(Position annotation records)
○ ○ ○ ○ ○

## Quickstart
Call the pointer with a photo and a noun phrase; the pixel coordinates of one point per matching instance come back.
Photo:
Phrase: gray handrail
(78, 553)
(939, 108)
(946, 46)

○ ○ ○ ○ ○

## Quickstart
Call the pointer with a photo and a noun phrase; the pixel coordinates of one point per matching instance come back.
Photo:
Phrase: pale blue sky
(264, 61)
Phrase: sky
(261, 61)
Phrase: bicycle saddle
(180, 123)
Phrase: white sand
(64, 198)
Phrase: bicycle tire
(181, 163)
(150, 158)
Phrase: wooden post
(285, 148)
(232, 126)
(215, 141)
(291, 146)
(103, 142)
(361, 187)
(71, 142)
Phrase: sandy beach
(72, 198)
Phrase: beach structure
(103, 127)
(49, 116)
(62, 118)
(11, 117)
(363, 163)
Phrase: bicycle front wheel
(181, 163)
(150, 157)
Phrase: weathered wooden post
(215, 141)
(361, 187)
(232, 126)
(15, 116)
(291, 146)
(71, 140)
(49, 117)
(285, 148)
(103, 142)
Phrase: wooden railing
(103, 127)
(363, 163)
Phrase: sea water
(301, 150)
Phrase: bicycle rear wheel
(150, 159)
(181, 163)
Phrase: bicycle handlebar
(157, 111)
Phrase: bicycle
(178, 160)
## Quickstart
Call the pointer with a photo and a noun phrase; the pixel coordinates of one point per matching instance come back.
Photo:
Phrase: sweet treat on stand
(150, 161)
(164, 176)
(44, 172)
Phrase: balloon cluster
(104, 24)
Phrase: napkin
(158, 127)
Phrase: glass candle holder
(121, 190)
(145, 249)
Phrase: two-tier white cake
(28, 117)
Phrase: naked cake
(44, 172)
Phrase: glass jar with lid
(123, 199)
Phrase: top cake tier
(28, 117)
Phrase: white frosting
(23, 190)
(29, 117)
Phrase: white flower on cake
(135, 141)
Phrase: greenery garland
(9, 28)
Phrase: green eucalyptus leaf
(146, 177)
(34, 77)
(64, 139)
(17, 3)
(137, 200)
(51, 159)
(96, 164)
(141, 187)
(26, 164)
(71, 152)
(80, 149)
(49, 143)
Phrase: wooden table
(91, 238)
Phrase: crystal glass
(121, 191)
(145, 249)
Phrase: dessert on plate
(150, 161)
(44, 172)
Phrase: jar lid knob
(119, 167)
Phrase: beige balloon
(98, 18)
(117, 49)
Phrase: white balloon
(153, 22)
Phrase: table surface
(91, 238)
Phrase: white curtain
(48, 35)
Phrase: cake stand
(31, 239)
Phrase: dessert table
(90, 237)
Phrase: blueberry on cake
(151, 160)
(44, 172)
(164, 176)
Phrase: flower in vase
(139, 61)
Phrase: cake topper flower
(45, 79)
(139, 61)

○ ○ ○ ○ ○

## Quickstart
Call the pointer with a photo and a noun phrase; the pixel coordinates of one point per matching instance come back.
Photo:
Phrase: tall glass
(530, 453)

○ ○ ○ ○ ○

EXERCISE> Locate every line in the records above that contains the word "flower", and copy each of those lines.

RESPONSE TO THIS EXERCISE>
Phrase: white flower on cake
Phrase: flower in vase
Phrase: cake topper flower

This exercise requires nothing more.